WORK TO BE COMPLETED:
Check the lines of the listing below for the word "hand", and state only how many have it.

═════ RECORDS SUPPLIED

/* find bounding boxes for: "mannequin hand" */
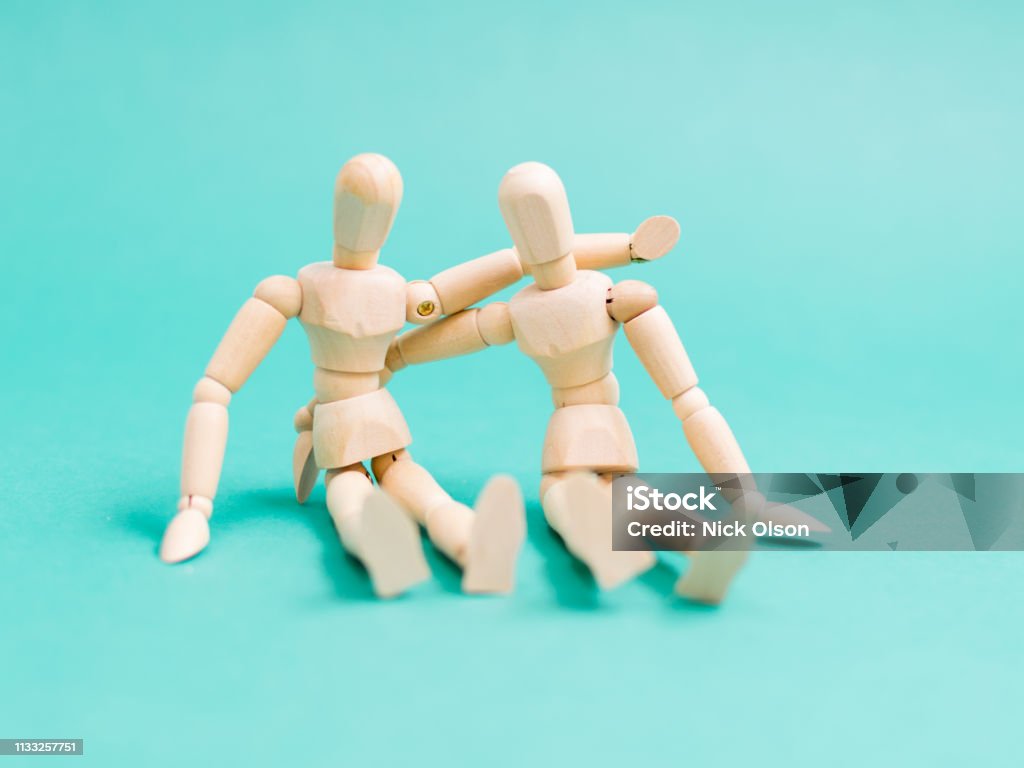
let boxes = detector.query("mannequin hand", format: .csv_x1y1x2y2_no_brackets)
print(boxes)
381,339,406,386
631,216,680,262
160,504,211,563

══════════

EXPECTED ANSWER:
2